• Stored data:
• • •
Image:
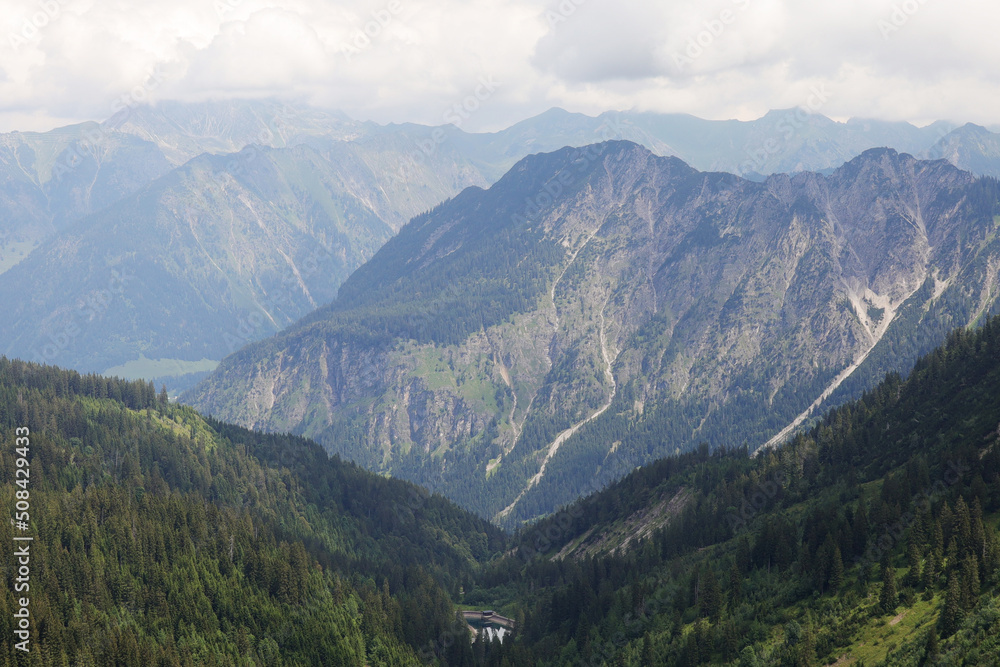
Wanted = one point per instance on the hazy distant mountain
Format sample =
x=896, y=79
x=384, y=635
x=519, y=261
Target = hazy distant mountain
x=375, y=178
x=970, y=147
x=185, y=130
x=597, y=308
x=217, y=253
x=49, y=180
• • •
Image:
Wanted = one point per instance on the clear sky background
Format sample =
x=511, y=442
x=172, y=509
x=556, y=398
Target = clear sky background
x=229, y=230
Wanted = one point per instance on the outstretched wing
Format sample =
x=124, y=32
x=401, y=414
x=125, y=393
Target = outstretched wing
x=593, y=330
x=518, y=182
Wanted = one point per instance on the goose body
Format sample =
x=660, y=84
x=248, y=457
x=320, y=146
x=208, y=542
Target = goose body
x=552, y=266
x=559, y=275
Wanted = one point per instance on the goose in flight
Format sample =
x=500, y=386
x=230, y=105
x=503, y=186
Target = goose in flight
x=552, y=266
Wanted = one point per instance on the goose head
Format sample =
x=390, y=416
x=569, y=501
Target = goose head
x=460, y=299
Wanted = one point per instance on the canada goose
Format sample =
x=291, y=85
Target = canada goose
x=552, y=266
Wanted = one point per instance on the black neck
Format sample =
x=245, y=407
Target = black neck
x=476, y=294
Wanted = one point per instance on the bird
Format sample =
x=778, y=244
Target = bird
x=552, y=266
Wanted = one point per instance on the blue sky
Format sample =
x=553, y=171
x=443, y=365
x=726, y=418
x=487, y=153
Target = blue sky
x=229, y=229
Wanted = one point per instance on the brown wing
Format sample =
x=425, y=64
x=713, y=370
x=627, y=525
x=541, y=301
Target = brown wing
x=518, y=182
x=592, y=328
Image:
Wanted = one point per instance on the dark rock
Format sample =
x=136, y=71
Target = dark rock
• • •
Extract the lines of the preceding material that run from the line with "x=245, y=407" through the line with "Target = dark rock", inclusive, reproducing them exactly and adding nothing.

• Solution for this problem:
x=245, y=407
Target = black neck
x=476, y=294
Wanted = one point per instance on the bird
Format sample =
x=778, y=244
Target = bird
x=552, y=266
Wanted = one point per instance on the blue sky
Format sample =
x=553, y=171
x=443, y=365
x=726, y=418
x=487, y=153
Target = blue sky
x=229, y=229
Wanted = one point per instance on the brown wing
Format sample =
x=425, y=64
x=713, y=370
x=627, y=525
x=541, y=301
Target = brown wing
x=518, y=182
x=592, y=328
Image:
Wanted = one point per instance on the dark rock
Format sample =
x=136, y=71
Target = dark rock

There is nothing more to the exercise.